#### PAGE EXTRACT ####

1. Oily bases or oleoginous bases

1.1. Emulsified cocoa butter

1.1.1. -Emulsified Theobroma oil maybe used as base when large quantities of aqueous solutions are to be incorporated. -5% Glyceryl monostearate, 10% Lanette wax, 2_3% cetyl alcohol &4% bees wax is recommended for emulsified Theobroma oil.

1.2. Hydrogenated oils

1.2.1. _Used as a substitute of Theobroma oil. -E.g. Hydrogenated edible oil, coconut oil, hydrogenated pea oil, stearic acid, palm kernel oil....etc.

1.2.2. _Advantages:- -overheating doesn't affect the solidifying point. -they are resistant to oxidation. -lubrication of the mould is not required. -their emulsifying &water absorbing capacity are good.

1.2.3. _Disadvantages:- -on rapid cooling they become brittle. -when melted they are more fluid than Theobroma oil &result in greater sedimentation of the added substanc.

1.3. Cocoa butter or Theobroma oil

1.3.1. Advantages

1.3.1.1. -Melting just below the body temperature. -Mentaining its solidity at usual room temperature. -Readily liquefy on heating and solidify on cooling.

1.3.2. Disadvantages

1.3.2.1. -Rancidity. -Stick to mould. -Leakage from body cavity. -Costly. -Immiscibility with body fluid. -Chloral hydrate or lactic acid liquefy it.

2. Hydrophilic bases

2.1. Glycero_gelatin base

2.1.1. _It's a mixture of glycerin and water which made stiff by the addition of gelatin. _Properties:- -It is colourless, transparent, translucent in nature. -It is soft to touch. -It melt at 30_35°C. _Used for vaginal suppositories.

2.1.2. _Disadvantages:- -difficult to prepare and handle. -chance of bacterial growth. -laxative in action. -hygroscopic in nature. -incompatible with tannic acid, ferric chloride..etc.

####

WHAT NEEDS TO BE DONE:
Return the passage of the notes on oily and hydrophilic bases from "1.1. Emulsified cocoa" up to and including "the added substanc.", copied word for word.

#### DATA TO EXAMINE ####

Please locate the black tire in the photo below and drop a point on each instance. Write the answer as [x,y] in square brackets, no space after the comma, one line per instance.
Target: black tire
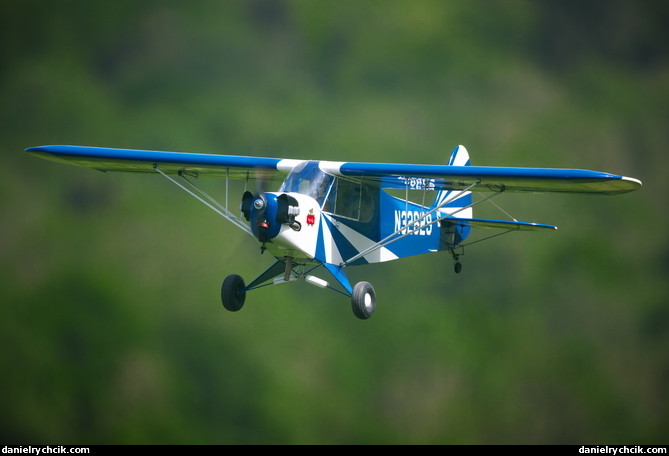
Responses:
[232,295]
[363,300]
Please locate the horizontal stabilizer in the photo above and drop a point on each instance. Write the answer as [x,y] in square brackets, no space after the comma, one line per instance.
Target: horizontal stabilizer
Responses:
[501,224]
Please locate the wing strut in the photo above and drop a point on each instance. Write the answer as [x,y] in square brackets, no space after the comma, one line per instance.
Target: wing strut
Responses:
[211,203]
[394,236]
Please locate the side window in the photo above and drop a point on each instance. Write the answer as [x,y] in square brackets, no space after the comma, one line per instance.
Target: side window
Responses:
[353,200]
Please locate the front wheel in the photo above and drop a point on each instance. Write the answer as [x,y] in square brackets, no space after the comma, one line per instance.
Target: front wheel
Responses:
[363,300]
[232,295]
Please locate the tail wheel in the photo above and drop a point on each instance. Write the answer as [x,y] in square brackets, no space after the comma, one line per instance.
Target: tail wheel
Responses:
[363,300]
[232,295]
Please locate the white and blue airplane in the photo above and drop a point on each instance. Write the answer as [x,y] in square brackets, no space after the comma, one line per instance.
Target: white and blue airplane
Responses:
[337,214]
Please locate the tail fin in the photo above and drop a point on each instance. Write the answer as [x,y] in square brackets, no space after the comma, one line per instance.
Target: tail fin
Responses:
[453,233]
[459,157]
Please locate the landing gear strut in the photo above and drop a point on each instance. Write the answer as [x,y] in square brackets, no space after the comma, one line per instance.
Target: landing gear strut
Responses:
[457,266]
[232,295]
[363,300]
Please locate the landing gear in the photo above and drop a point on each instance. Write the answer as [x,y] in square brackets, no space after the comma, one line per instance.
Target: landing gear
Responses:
[363,300]
[457,266]
[232,295]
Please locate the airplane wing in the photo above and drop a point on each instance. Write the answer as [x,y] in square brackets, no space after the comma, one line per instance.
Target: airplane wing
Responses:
[489,178]
[511,225]
[442,177]
[190,164]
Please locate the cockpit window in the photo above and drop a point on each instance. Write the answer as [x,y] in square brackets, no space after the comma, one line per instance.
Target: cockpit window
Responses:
[309,180]
[346,198]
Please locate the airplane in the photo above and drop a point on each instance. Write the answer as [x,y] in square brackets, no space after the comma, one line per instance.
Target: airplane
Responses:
[337,214]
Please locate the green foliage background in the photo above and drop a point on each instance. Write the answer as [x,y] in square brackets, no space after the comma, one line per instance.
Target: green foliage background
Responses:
[111,328]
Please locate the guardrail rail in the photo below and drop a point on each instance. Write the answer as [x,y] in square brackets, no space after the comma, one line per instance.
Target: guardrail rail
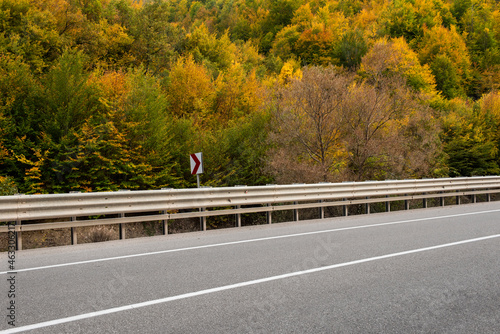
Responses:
[167,204]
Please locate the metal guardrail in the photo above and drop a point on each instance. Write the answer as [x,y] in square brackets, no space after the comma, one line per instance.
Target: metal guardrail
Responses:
[166,204]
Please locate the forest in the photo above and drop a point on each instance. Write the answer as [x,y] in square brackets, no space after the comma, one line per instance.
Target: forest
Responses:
[104,95]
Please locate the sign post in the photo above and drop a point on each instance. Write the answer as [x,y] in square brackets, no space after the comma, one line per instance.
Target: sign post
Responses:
[196,160]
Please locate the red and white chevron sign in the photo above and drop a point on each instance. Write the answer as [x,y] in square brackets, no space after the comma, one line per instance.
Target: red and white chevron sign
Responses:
[196,163]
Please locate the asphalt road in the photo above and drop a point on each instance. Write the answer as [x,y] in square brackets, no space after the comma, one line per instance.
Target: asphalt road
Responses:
[422,271]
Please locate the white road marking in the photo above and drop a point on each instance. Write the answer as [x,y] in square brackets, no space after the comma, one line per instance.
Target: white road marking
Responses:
[251,240]
[235,286]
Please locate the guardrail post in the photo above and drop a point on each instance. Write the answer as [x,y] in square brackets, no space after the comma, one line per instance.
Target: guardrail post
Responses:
[122,227]
[295,213]
[19,237]
[203,221]
[165,223]
[74,239]
[238,217]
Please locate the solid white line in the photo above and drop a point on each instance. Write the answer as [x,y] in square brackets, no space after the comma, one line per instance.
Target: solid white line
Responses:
[237,285]
[251,240]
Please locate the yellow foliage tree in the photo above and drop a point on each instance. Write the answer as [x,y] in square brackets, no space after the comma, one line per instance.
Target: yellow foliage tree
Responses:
[190,89]
[396,57]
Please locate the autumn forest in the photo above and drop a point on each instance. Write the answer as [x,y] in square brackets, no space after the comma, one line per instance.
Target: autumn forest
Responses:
[103,95]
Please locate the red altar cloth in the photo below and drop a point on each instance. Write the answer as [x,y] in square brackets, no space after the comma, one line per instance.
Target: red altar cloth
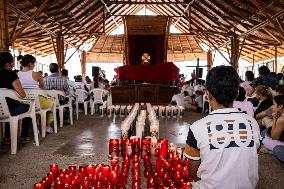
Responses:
[161,72]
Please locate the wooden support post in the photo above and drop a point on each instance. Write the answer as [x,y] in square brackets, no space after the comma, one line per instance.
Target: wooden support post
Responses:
[60,51]
[4,37]
[235,52]
[209,60]
[83,64]
[275,67]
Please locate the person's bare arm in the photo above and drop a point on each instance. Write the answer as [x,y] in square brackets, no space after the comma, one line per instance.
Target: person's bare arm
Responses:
[277,128]
[18,88]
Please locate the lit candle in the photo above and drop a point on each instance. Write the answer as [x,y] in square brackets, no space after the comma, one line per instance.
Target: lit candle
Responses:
[72,168]
[113,163]
[54,169]
[58,184]
[38,186]
[90,169]
[106,171]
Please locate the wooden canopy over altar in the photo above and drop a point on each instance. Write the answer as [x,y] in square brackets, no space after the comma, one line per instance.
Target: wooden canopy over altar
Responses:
[251,29]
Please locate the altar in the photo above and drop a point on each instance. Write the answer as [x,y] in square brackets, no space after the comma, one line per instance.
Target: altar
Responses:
[152,93]
[165,72]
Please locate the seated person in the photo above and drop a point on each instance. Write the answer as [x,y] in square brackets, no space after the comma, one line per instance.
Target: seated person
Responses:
[264,95]
[57,82]
[88,82]
[245,106]
[79,84]
[187,100]
[274,136]
[10,80]
[31,79]
[214,146]
[178,99]
[197,104]
[187,87]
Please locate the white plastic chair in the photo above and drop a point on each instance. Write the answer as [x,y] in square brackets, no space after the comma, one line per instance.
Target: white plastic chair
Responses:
[56,94]
[5,116]
[97,98]
[34,94]
[80,95]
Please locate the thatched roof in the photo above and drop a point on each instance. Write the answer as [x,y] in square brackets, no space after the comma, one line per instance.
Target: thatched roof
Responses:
[34,24]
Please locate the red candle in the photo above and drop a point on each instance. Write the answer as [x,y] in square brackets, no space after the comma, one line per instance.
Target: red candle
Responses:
[151,183]
[72,168]
[113,163]
[90,169]
[163,148]
[53,169]
[113,177]
[38,186]
[51,176]
[67,179]
[58,184]
[106,171]
[113,147]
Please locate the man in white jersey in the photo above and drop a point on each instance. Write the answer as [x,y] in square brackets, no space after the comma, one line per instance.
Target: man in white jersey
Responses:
[222,147]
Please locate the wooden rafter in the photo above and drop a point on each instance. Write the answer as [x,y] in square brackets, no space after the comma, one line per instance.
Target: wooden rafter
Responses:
[29,21]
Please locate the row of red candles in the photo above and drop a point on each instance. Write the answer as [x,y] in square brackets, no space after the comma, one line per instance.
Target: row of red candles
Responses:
[168,174]
[138,147]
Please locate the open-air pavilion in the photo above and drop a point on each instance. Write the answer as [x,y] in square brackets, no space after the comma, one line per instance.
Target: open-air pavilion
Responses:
[252,30]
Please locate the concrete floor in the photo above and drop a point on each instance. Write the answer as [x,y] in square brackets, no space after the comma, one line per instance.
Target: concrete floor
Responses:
[87,142]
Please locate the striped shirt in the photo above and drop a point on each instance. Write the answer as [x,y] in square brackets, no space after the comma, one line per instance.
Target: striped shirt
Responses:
[56,82]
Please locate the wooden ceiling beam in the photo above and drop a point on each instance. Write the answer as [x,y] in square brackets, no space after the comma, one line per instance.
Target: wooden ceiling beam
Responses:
[263,10]
[124,2]
[29,21]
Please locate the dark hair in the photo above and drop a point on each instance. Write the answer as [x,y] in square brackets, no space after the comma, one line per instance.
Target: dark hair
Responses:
[280,89]
[273,74]
[5,57]
[25,60]
[223,83]
[280,76]
[249,75]
[64,72]
[279,100]
[263,70]
[53,68]
[185,93]
[242,94]
[263,90]
[78,78]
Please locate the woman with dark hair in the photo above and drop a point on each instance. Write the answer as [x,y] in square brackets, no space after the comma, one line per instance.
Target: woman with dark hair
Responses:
[274,136]
[10,80]
[249,78]
[27,76]
[34,80]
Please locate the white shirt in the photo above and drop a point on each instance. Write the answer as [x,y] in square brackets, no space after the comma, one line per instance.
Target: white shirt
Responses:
[229,158]
[179,99]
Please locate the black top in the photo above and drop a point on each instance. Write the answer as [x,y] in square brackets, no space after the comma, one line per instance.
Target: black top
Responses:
[7,77]
[264,105]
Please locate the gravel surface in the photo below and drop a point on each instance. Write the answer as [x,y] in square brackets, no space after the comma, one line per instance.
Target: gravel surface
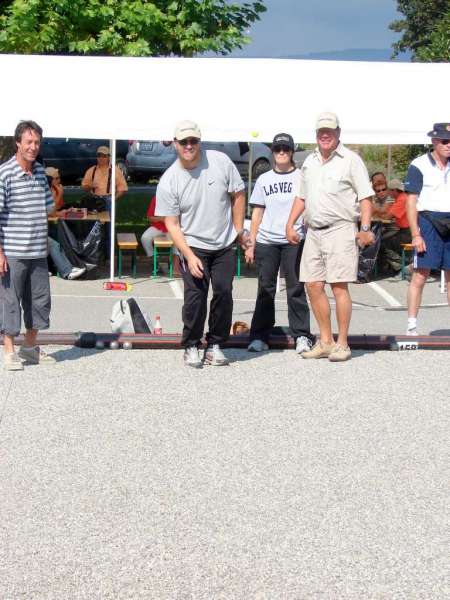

####

COMPLETED TASK:
1.1. Emulsified cocoa butter

1.1.1. -Emulsified Theobroma oil maybe used as base when large quantities of aqueous solutions are to be incorporated. -5% Glyceryl monostearate, 10% Lanette wax, 2_3% cetyl alcohol &4% bees wax is recommended for emulsified Theobroma oil.

1.2. Hydrogenated oils

1.2.1. _Used as a substitute of Theobroma oil. -E.g. Hydrogenated edible oil, coconut oil, hydrogenated pea oil, stearic acid, palm kernel oil....etc.

1.2.2. _Advantages:- -overheating doesn't affect the solidifying point. -they are resistant to oxidation. -lubrication of the mould is not required. -their emulsifying &water absorbing capacity are good.

1.2.3. _Disadvantages:- -on rapid cooling they become brittle. -when melted they are more fluid than Theobroma oil &result in greater sedimentation of the added substanc.